DESCRIPTION OF THE TASK: Which chromosome do the recessive genes behind the extended longevity phenotype map to, according to the abstract on Drosophila longevity?

PROVIDED PASSAGE:
^^^^

Antioxidant genes and other mechanisms involved in the extended longevity of Drosophila

Abstract

We are engaged in a genetic analysis of the mechanisms responsible for the expression of the extended longevity phenotype (ELP) of Drosophila. This phenotype is characterized by a ca. 40% increase in mean and maximum life span. We have shown that the ELP is due to a delayed onset of senescence (DOS) in one of our selected strain (LA) relative to its control (RA) stain. A complete genetic analysis, identifying the role of each chromosome in the expression of the ELP in the LA strain, has been done. The recessive genes responsible have been localized to the 3rd chromosome (c3). Genes on other chromosomes are involved in the expression of the ELP but are not expressed in the absence of the c3 genes. There are epistatic effects as well. In addition, expression of the ELP requires raising the L animals under high larval density (HD) conditions; raising the same genotype under low density (L-LD) conditions leads to a normal life span. There exists a critical period in larval life during which the L-HD animal programs the expression of genes in the young adult. This takes the form of a coordinated increase in specific antioxidant mRNA levels and enzyme activities in the 5 day old L-HD adult, a time point which just precedes the DOS. These increases are functional, as shown by the fact that the L-HD animals show an increase in their resistance to exogenous paraquat at this same time. The control (R-HD and L-LD) strains do not show such elevations and shortly thereafter show a decrease in their paraquat resistance and other biomarkers which signal the normal onset of senescence. Destruction of catalase activity in L-HD animals results in a failure to express the paraquat resistance component of the ELP. Thus, the critical period events which take place in the larva lead to coordinated changes in antioxidant gene activities in the young adult, and bring about the DOS and the expression of the ELP. These events do not appear to be limited to one strain. Our data shows that the only stress factor or biochemical trait which distinguishes all of our independently derived L strains from their related control and short-lived strains is their enhanced resistance to exogenous paraquat. The down-regulation of the antioxidant defense gene system must be viewed as the proximal cause of the onset of senescence.

^^^^

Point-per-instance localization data
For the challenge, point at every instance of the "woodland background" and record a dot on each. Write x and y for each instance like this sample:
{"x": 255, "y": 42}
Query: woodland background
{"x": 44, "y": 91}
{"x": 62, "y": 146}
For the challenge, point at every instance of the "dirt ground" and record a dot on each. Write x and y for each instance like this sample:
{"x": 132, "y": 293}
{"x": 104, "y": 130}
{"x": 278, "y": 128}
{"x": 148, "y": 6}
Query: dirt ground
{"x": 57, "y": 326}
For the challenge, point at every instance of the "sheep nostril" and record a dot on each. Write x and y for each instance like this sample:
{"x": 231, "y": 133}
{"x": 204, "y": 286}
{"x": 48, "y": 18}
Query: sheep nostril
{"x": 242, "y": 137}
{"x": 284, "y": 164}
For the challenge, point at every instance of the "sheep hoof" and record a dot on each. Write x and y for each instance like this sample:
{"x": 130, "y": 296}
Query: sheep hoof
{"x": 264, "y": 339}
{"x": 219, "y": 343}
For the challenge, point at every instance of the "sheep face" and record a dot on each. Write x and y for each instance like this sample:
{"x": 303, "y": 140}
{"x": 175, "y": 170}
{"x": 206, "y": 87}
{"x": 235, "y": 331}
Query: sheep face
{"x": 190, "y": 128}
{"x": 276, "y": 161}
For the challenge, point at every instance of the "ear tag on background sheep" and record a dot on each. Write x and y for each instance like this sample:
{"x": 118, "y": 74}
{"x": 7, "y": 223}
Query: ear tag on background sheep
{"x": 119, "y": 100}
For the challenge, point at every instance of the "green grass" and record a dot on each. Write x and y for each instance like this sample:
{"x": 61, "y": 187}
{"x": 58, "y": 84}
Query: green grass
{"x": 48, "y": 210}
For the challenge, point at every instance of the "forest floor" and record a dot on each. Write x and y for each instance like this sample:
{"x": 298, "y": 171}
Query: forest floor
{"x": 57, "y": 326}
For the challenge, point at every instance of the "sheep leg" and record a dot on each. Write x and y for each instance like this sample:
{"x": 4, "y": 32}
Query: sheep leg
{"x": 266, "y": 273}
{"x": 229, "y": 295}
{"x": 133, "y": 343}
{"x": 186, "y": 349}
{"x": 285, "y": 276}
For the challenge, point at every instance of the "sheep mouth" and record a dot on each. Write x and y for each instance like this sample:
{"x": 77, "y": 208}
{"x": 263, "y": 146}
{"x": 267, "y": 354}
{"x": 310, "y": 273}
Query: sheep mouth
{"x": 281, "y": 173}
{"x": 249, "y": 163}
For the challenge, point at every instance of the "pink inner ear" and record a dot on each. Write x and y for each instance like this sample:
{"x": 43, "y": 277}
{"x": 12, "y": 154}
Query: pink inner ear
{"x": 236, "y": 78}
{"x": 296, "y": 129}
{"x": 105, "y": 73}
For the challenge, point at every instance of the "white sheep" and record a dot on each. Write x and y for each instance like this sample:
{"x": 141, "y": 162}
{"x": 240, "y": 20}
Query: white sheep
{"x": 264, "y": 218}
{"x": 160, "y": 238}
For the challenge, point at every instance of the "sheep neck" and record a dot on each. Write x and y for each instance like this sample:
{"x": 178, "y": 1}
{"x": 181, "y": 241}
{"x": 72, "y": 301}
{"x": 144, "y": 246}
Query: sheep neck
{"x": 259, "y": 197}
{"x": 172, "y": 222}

^^^^

COMPLETED EXERCISE: The 3rd chromosome (c3).